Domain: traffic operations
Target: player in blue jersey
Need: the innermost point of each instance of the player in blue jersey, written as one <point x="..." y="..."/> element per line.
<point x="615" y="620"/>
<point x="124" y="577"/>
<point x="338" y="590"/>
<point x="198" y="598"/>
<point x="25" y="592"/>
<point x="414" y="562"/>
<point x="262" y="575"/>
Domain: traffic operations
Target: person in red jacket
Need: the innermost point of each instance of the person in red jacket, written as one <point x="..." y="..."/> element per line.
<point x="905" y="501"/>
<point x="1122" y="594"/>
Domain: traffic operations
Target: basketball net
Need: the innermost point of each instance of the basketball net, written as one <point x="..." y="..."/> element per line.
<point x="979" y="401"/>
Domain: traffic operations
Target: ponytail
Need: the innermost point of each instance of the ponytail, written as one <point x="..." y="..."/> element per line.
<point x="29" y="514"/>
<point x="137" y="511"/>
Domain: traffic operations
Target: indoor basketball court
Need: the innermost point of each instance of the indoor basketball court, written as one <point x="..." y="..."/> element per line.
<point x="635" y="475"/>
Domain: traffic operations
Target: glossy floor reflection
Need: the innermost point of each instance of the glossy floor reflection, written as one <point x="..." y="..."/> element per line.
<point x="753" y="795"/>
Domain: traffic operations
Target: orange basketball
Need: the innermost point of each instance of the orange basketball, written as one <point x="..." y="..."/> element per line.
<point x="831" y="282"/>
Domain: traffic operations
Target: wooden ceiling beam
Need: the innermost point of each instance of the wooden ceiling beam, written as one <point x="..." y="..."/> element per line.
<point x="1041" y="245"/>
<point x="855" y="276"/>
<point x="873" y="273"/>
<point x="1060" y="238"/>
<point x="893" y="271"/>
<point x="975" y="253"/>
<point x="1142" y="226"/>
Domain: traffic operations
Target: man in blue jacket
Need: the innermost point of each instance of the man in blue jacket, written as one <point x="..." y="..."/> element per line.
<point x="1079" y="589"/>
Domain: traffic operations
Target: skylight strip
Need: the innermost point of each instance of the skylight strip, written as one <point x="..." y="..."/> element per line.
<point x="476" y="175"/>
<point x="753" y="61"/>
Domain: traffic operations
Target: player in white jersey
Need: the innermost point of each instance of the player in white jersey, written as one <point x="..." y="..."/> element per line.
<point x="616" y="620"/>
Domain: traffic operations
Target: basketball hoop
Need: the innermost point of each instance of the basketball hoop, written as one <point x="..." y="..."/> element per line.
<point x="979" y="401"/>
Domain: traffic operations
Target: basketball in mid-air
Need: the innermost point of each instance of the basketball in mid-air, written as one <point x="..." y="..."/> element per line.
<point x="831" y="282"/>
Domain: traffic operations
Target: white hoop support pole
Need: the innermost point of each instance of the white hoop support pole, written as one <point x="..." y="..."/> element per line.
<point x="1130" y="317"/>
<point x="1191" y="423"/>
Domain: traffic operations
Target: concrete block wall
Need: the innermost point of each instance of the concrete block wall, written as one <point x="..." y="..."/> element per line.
- - - - -
● **STATED TASK**:
Pull out every line of the material above that contains the word "white".

● **RESULT OF THE TASK**:
Target: player in white jersey
Need: the innermost point of each instance of the player in white jersey, written as one <point x="..." y="..."/> element per line.
Target: white hoop support pole
Need: the innermost point of each instance of the white hoop support pole, written as one <point x="..." y="..."/> element per line.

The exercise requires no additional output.